--- Source excerpt ---

Also, if you care about function call performance, I guess you'd use PyPy. Have you tried to run the benchmarks (with appropriate warmup) on PyPy to see if the results carry over?
Regarding PyPy, I did run some benchmarks recently (I use pytest-benchmark). The advantage over other libraries remains and the magnitude is similar, but when I compare with custom if/isinstance code, that code is optimized a lot more aggressively and it gains a significant edge (let's say ~5x). Now, since I'm into codegen, part of me feels like meeting the challenge and figuring out a way to generate optimal code from a set of signatures, but I think I've spent enough time as it is haha.
You called that a joke, but I think it's just the truth.
See for example https://docs.raku.org/language/functions#Multi-dispatch
In particular, type declarations, as they were first introduced in python, did not have a run-time effect, and they very much have a run-time effect with multi methods.
(Dataclasses are kind of an exception to this rule, but one that feels far less fundamental than multi dispatch would).
Can people list some times when they actually used multimethods to solve a real problem? How did it work out? Would you do it again?

--- Entries shown ---

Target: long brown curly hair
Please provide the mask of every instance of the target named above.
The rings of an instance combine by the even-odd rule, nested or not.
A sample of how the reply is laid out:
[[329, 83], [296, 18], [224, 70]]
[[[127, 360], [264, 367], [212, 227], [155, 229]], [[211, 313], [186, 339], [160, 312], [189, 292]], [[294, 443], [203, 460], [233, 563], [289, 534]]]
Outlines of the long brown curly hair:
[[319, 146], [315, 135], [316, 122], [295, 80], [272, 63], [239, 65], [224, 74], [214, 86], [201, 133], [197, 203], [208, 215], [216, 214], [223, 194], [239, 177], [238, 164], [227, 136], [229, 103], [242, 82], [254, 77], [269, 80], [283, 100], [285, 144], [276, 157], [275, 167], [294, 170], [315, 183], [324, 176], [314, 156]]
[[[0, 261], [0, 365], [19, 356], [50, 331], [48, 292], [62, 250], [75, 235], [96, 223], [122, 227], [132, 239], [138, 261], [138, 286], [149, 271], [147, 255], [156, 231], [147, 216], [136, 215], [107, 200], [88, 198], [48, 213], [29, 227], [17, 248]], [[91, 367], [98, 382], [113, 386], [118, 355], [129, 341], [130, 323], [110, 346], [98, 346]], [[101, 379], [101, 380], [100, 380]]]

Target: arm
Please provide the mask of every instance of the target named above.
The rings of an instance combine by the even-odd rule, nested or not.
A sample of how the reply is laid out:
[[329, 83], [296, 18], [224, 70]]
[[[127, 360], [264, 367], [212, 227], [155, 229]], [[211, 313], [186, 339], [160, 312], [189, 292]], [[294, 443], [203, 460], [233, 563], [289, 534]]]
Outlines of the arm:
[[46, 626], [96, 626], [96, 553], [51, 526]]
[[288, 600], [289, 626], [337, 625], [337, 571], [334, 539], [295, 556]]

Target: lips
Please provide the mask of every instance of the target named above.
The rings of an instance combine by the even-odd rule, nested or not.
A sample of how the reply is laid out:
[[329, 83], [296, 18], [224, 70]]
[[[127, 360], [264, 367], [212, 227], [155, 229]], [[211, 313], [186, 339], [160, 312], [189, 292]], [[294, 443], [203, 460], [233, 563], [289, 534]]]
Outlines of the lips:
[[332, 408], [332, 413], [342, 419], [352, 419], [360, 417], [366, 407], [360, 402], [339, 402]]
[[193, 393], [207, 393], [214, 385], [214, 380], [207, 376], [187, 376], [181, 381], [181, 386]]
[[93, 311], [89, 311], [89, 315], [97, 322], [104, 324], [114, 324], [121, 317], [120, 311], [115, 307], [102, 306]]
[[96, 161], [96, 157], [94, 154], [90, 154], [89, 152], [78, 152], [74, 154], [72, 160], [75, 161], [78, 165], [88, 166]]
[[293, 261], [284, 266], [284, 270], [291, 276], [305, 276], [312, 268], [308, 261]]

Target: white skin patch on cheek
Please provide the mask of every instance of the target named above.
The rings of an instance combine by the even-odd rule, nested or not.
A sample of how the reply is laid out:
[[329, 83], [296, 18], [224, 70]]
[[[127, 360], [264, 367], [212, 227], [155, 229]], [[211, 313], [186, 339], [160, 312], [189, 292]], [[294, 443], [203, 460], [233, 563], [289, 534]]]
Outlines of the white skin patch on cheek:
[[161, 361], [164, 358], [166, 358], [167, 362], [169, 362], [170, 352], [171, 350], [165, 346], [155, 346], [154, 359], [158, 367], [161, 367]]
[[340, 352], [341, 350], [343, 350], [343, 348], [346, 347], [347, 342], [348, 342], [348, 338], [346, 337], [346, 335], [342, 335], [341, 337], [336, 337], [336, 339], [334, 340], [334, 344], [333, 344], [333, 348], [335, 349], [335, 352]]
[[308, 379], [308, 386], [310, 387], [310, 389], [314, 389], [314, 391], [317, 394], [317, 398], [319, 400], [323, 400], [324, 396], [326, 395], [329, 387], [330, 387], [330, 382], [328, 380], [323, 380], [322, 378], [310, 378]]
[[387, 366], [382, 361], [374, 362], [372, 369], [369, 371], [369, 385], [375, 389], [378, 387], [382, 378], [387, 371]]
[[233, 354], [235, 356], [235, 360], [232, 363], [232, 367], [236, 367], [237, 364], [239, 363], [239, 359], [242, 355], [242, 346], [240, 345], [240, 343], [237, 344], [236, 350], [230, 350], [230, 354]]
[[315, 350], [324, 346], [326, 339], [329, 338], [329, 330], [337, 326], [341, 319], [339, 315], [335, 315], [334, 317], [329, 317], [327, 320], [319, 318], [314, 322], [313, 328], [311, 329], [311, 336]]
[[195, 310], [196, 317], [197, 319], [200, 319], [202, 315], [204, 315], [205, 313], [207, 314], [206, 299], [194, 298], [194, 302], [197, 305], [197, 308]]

---

According to the forum thread on multiple dispatch, why does custom if/isinstance code gain a significant edge when the benchmarks are run on PyPy? Answer using only the forum thread on multiple dispatch.

◆ Output below: On PyPy, custom if/isinstance code is optimized much more aggressively, which gives it roughly a fivefold edge. The dispatch code's advantage over other libraries stays about the same size.